--- Start of The records ---

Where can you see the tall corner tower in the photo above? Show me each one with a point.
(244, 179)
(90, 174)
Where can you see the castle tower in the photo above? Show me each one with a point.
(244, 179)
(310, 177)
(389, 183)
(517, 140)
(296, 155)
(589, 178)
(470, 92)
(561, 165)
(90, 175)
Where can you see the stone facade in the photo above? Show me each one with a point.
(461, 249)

--- End of The records ---
--- Start of The records ---

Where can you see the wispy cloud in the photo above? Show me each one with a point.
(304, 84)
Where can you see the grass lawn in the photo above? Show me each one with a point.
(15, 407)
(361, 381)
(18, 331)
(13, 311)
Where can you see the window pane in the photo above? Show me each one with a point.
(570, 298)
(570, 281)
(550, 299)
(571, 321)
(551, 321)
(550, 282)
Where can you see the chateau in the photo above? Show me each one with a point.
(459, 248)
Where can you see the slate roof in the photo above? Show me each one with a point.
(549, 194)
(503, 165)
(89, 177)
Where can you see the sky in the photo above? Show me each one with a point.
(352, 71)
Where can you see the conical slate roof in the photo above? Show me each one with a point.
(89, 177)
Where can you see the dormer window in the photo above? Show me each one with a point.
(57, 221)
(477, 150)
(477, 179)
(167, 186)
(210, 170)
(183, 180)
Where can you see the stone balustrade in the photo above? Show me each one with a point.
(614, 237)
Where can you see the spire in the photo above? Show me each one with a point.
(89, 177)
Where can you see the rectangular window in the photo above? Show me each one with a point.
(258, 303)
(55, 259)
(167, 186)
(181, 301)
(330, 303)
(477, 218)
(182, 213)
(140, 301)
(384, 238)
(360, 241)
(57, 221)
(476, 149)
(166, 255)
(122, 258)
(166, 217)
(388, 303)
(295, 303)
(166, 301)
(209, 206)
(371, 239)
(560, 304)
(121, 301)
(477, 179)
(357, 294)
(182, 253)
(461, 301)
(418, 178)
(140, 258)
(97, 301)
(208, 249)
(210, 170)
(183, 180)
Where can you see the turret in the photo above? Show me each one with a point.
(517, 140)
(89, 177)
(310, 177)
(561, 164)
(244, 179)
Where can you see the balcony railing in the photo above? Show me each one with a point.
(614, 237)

--- End of The records ---

> Aim:
Pull out each line of the records that includes the string "stone", matching case exactly.

> The output:
Where can you see the stone facade in the photo above? Show me each one with a point.
Where can you see the stone balustrade in the photo above? Show me each one with a point.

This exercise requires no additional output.